Repeat word for word the part of the Kafka producer text that begins at "You might be" and stops after "your producers processing?".

* [TEXT]:
══════════

The next questions to ask are: How big are your records (as Kafka sees them, not as you think they are)? Are you making "good" batches?

The size of the batch is determined by the batch.size configuration, which is the number of bytes after which the producer will send the request to the brokers, regardless of the linger.ms value. Requests sent to brokers will contain multiple batches – one for each partition.

A few other things you need to check include the number of records per batch and their size. Here is where you can start really digging into the kafka.producer MBean. The batch-size-[avg|max] can give you a good idea of the distribution of the number of bytes per batch, and record-size-[avg|max] can give you a sense of the size of each record. Divide the two and you have a rough rate of records per batch. Match this to the batch.size configuration and determine approximately how many records should be flowing through your producer. You should also sanity check this against the record-send-rate – the number of records per second – reported by your producer.

You might be a bit surprised if you occasionally have very large messages, for which you should check record-size-max, because the max.request.size configuration will limit the maximum size (in bytes) of a request and therefore inherently limit the number of record batches, as well.

What about the time you are waiting for I/O? Check out the io-wait-ratio metrics to see where you are spending time. Is the I/O thread waiting or are your producers processing?

Next, you need to make sure that the client buffer is not getting filled. Each producer has a fairly large buffer to collect data that then gets batched and sent to the brokers. In practice, I have never seen this to be a problem, but it often pays to be methodical. Here, the metric buffer-available-bytes is your friend, allowing you to ensure that your buffer.memory size is not being exhausted by your record sizes, batching configurations from earlier, or both.

Producing too many different topics can affect the quality of compression, because you can't compress well across topics. In that case, you might need some application changes so that you can batch more aggressively per destination topic, rather than relying on Kafka to just do the right thing. An advanced tactic would be to check the bytes-per-topic metrics from the producer, so you should only consider doing so after benchmarking and making sure other adjustments are not helping.

══════════

* [INFORMATION]:
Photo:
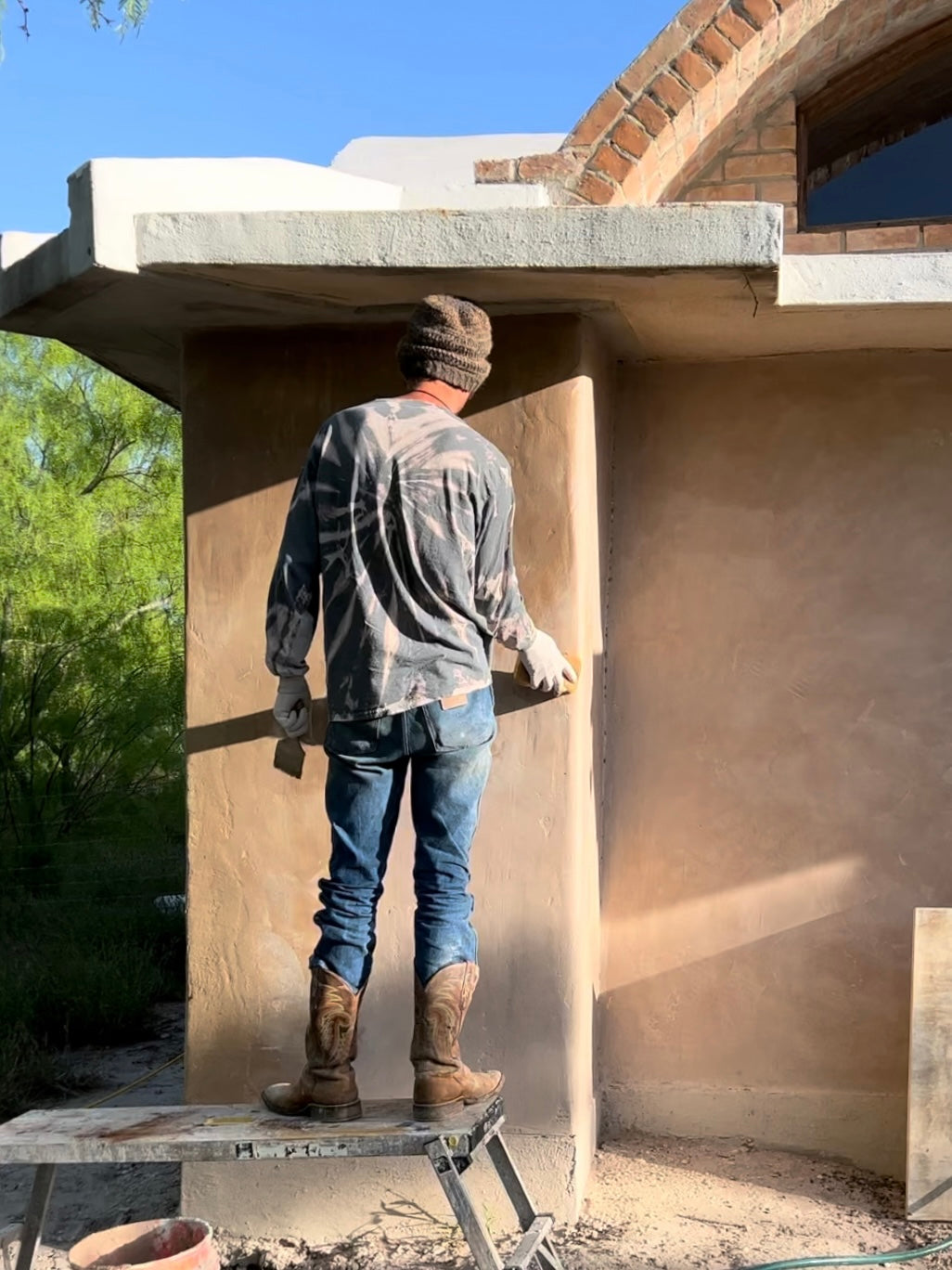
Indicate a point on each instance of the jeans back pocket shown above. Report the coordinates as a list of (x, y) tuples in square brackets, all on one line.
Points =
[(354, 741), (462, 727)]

══════════

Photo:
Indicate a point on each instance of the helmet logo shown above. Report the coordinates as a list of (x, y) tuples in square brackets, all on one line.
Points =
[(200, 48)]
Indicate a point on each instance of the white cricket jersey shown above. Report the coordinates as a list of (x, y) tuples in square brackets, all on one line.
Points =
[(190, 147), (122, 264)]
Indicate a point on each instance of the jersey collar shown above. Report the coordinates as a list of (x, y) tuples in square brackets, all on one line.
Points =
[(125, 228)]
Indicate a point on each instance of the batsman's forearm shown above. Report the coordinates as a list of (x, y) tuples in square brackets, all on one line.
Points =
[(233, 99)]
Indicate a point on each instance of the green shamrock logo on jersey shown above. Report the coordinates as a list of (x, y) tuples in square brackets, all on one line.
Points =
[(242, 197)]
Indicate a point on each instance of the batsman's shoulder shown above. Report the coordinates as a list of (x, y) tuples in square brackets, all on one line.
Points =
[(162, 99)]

══════════

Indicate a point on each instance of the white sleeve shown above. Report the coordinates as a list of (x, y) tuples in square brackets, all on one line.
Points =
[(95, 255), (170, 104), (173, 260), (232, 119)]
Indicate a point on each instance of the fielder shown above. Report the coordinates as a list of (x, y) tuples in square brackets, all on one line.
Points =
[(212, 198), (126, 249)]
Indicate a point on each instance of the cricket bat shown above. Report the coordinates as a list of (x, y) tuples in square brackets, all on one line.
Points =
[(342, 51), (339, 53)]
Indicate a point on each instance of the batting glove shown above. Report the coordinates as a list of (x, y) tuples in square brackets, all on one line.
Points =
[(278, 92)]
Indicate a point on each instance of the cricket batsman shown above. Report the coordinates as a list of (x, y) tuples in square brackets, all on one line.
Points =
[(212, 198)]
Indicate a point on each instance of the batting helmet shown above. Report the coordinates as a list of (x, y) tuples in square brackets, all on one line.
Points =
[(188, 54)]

══════════

* [SOLUTION FOR THIS EXERCISE]:
You might be a bit surprised if you occasionally have very large messages, for which you should check record-size-max, because the max.request.size configuration will limit the maximum size (in bytes) of a request and therefore inherently limit the number of record batches, as well.

What about the time you are waiting for I/O? Check out the io-wait-ratio metrics to see where you are spending time. Is the I/O thread waiting or are your producers processing?